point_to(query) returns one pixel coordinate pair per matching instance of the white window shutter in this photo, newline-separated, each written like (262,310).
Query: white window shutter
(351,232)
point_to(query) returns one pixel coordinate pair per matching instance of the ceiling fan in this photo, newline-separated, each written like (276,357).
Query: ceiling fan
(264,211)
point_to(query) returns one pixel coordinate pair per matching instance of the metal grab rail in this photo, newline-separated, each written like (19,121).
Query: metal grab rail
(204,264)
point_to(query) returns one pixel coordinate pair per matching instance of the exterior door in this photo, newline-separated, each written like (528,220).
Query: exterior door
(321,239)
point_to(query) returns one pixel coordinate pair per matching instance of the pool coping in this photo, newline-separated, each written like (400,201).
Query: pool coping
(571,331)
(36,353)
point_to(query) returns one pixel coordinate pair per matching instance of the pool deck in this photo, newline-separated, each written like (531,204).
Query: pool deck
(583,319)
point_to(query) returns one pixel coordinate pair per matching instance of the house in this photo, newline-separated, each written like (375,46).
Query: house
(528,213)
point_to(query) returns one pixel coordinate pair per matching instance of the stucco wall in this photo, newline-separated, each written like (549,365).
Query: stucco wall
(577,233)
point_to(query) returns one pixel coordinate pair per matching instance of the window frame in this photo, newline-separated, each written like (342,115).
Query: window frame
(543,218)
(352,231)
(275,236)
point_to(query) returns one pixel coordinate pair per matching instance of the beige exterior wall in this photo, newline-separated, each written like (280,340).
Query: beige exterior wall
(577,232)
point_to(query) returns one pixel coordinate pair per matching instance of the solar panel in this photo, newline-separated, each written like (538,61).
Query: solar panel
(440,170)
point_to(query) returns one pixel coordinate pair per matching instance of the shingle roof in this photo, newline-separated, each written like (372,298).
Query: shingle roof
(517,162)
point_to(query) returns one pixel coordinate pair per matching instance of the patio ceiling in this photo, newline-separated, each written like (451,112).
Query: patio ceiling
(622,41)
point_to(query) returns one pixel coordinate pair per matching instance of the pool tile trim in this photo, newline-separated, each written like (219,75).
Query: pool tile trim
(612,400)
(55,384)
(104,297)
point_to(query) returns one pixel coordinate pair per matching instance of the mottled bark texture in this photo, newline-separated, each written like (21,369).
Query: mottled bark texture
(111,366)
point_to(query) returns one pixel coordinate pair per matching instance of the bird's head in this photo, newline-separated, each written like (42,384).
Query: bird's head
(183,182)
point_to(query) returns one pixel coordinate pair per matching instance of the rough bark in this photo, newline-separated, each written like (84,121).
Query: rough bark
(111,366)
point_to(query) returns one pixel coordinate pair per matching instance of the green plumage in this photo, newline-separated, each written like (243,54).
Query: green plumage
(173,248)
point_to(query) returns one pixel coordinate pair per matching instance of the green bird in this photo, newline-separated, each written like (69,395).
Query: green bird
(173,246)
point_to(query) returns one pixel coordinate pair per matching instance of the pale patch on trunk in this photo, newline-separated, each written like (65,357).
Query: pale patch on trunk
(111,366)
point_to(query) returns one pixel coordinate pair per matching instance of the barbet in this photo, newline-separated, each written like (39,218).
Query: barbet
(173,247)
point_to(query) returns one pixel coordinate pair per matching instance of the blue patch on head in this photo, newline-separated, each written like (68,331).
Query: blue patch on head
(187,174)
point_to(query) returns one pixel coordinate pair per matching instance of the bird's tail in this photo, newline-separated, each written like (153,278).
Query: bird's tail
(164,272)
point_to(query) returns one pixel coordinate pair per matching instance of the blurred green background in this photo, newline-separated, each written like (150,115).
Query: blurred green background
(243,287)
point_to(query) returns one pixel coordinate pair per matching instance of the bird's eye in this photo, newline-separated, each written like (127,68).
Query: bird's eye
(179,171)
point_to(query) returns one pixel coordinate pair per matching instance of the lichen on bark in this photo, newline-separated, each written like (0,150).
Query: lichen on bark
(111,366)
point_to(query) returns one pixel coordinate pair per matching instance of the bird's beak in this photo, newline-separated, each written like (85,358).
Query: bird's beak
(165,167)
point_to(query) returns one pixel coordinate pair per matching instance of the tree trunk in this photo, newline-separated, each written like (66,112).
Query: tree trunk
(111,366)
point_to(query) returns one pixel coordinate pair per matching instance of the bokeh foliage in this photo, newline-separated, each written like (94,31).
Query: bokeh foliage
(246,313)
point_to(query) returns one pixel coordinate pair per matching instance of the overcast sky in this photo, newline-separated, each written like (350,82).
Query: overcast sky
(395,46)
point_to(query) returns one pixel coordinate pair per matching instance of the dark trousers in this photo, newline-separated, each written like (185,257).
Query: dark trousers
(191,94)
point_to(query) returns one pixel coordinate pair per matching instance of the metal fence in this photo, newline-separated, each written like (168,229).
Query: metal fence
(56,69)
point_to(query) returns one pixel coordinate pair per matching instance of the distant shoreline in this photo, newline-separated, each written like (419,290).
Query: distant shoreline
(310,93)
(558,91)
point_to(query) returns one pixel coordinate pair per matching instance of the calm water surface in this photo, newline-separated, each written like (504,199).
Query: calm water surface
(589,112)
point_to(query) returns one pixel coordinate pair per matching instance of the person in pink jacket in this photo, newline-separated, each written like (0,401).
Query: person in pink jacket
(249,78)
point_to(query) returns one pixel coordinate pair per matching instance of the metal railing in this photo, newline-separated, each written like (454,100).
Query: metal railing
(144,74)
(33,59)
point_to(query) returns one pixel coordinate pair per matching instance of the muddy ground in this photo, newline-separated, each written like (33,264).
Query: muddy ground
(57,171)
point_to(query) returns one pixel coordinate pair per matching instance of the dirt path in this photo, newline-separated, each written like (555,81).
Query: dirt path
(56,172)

#### ABOUT THIS EXERCISE:
Please print the records above exactly, leaving nothing out.

#### TASK ANSWER:
point_to(query) returns one pixel coordinate pair per matching instance of the white window shutter in this photo, newline-separated, each written like (262,310).
Query: white window shutter
(351,232)
point_to(query) returns one pixel coordinate pair per matching instance of the ceiling fan in this photo, newline-separated, each written like (276,357).
Query: ceiling fan
(264,211)
point_to(query) returns one pixel coordinate pair per matching instance of the metal grab rail in this photo, newline-separated, each written like (19,121).
Query: metal grab rail
(204,264)
point_to(query) returns one pixel coordinate pair per matching instance of the exterior door in this photo, newline-separated, each written like (528,220).
Query: exterior door
(321,239)
point_to(query) returns one pixel coordinate pair per matching instance of the pool coping in this photo, newline-separated, each written like (400,201).
Query: pool coping
(571,331)
(36,353)
point_to(query) returns one pixel coordinate pair per matching instance of the pool deck in this photo, newline-separated, each written like (531,204).
Query: pool deck
(583,319)
point_to(query) returns one pixel coordinate pair per matching instance of the house in this photo, newline-separated, each written like (375,46).
Query: house
(528,213)
point_to(query) returns one pixel coordinate pair per matching instance of the stucco wall in this photo, newline-separated, each written like (549,365).
Query: stucco wall
(577,233)
point_to(query) returns one pixel coordinate pair per matching instance of the window frame in this photo, newline-separated, each written like (342,115).
Query: window frame
(543,218)
(352,231)
(275,236)
point_to(query) returns one pixel coordinate pair per matching instance of the beige exterior wall in this photo, newline-separated, each written like (280,340).
Query: beige exterior wall
(577,232)
point_to(query) returns one pixel coordinate pair per matching instance of the solar panel in this photo, newline-separated, each written like (538,61).
Query: solar panel
(440,170)
point_to(query) returns one pixel coordinate pair per matching instance of the shingle roof in this photo, newline-separated, each written like (372,298).
Query: shingle roof
(517,162)
point_to(query) returns one pixel coordinate pair per matching instance of the patio ceiling in this photo, newline-separated, each written like (451,112).
Query: patio ceiling
(622,41)
point_to(query) returns one pixel coordinate pair per matching instance of the pool tile trim in this photo, newline-separated, each written like (219,75).
Query: pool tile trim
(612,400)
(55,384)
(104,297)
point_to(query) returns one pixel coordinate pair per matching instance of the mottled bark texture in this photo, newline-separated, each written like (21,369).
Query: mottled bark texture
(111,366)
point_to(query) returns one pixel coordinate pair per matching instance of the bird's head in this photo, newline-separated, each written like (42,384).
Query: bird's head
(183,182)
point_to(query) returns one pixel coordinate pair per matching instance of the rough bark in this photo, newline-separated, each written like (84,121).
Query: rough bark
(111,366)
point_to(query) returns one pixel coordinate pair per matching instance of the green plumage in this photo, newline-separated, each written like (243,54).
Query: green plumage
(173,248)
point_to(query) returns one pixel coordinate pair per matching instance of the green bird in this photo, newline-separated, each written like (69,395).
Query: green bird
(173,246)
point_to(query) returns one pixel coordinate pair per matching instance of the pale patch on trunk in this photo, newline-separated, each written like (65,357).
Query: pale patch on trunk
(111,366)
point_to(query) returns one pixel coordinate pair per matching instance of the barbet in this photo, newline-separated, each written like (39,218).
Query: barbet
(173,247)
point_to(query) returns one pixel coordinate pair per matching instance of the blue patch on head in this photo, newline-separated, each written like (68,331).
Query: blue patch on head
(187,174)
point_to(query) returns one pixel coordinate pair per matching instance of the bird's tail in this photo, newline-separated, each written like (153,278).
Query: bird's tail
(164,272)
point_to(query) returns one pixel coordinate pair per matching instance of the blurred green background in this photo, newline-separated, each written like (150,115).
Query: blurred green background
(243,287)
point_to(query) returns one pixel coordinate pair per matching instance of the bird's eye in this photo, newline-separated, each written like (127,68).
Query: bird's eye
(179,171)
point_to(query) returns one pixel coordinate pair per matching instance of the lichen on bark in this photo, newline-separated, each written like (0,150).
Query: lichen on bark
(111,366)
point_to(query) returns one pixel coordinate pair per matching instance of the bird's beak in this photo, newline-separated, each written like (85,358).
Query: bird's beak
(165,167)
point_to(query) returns one pixel coordinate pair per matching instance of the tree trunk in this photo, newline-separated, each written like (66,112).
Query: tree trunk
(111,366)
point_to(query) returns one pixel coordinate pair per matching instance of the bokeh foliage in this photo, newline-separated, each written like (94,31).
Query: bokeh foliage
(246,313)
point_to(query) returns one pixel coordinate pair per matching instance of the overcast sky in this photo, newline-separated, each written like (350,82).
Query: overcast sky
(395,46)
point_to(query) returns one pixel coordinate pair per matching instance of the dark trousers in this photo, newline-separated, each written like (185,257).
Query: dark trousers
(191,94)
point_to(query) returns one pixel coordinate pair per matching instance of the metal fence in this photo, newline-separated, each written like (168,229).
Query: metal fence
(56,69)
point_to(query) returns one pixel coordinate pair per matching instance of the distant shoreline in this photo, newline-separated, each written like (419,290).
Query: distant shoreline
(310,93)
(558,91)
point_to(query) returns one pixel coordinate pair per matching instance of the calm water surface in this photo, newline-separated, each written like (504,199).
Query: calm water surface
(589,112)
point_to(query) returns one pixel coordinate pair per matching instance of the person in pink jacket in this photo, newline-separated, each written like (0,401).
Query: person in pink jacket
(249,78)
point_to(query) returns one pixel coordinate pair per matching instance of the metal railing in this photo, newline-separated, each written like (454,100).
Query: metal railing
(144,74)
(33,59)
point_to(query) returns one pixel coordinate pair per matching instance of the muddy ground in this photo, newline-separated, each written like (33,264).
Query: muddy ground
(57,171)
point_to(query) returns one pixel coordinate pair per matching instance of the dirt path in this photo, newline-separated, each written like (555,81).
Query: dirt path
(56,172)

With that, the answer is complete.